[Entries from a point annotation set]
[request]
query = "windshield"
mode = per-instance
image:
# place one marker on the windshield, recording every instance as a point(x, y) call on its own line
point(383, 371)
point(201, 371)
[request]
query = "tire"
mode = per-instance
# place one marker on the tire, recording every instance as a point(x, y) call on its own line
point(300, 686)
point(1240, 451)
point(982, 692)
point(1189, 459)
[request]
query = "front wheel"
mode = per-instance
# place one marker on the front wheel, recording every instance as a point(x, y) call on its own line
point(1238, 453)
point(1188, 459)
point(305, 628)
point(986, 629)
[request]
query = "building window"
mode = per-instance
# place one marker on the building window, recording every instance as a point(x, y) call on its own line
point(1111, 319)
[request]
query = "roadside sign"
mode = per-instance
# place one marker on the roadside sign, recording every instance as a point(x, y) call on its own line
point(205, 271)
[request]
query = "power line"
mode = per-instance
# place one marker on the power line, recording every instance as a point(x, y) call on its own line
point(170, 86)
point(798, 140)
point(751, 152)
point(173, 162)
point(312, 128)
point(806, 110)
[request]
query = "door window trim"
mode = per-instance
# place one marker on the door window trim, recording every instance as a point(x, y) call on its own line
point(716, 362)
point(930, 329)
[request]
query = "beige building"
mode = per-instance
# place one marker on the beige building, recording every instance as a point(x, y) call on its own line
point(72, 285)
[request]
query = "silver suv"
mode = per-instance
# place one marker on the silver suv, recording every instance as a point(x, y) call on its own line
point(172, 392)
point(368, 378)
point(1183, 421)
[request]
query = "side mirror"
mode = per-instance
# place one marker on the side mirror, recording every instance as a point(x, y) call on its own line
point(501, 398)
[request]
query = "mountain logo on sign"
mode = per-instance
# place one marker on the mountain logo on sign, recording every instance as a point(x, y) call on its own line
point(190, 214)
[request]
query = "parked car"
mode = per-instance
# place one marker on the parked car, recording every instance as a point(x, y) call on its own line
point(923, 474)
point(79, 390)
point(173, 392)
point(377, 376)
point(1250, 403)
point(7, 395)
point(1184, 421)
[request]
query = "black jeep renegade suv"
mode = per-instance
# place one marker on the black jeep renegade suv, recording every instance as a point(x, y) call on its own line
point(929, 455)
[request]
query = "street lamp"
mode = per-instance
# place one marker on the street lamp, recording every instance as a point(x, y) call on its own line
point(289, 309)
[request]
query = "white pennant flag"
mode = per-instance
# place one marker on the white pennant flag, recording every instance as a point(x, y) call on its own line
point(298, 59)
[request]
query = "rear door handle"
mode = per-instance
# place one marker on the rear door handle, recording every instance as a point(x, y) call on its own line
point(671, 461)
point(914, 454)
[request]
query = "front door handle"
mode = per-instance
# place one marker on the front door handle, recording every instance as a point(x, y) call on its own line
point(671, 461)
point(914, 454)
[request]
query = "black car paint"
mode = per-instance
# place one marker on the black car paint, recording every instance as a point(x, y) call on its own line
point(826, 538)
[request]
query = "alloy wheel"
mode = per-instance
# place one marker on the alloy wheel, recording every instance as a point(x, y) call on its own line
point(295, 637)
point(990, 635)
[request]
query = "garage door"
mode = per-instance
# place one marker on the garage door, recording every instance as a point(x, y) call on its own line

**Stated goal:** Can you reproduce, character for character, the records from their first line through the line that contains "point(201, 371)"?

**Reply to the task:**
[request]
query = "windshield"
mode = per-instance
image:
# place one marker on the windshield, recording every instance as a point(x, y) call on its own line
point(383, 371)
point(201, 371)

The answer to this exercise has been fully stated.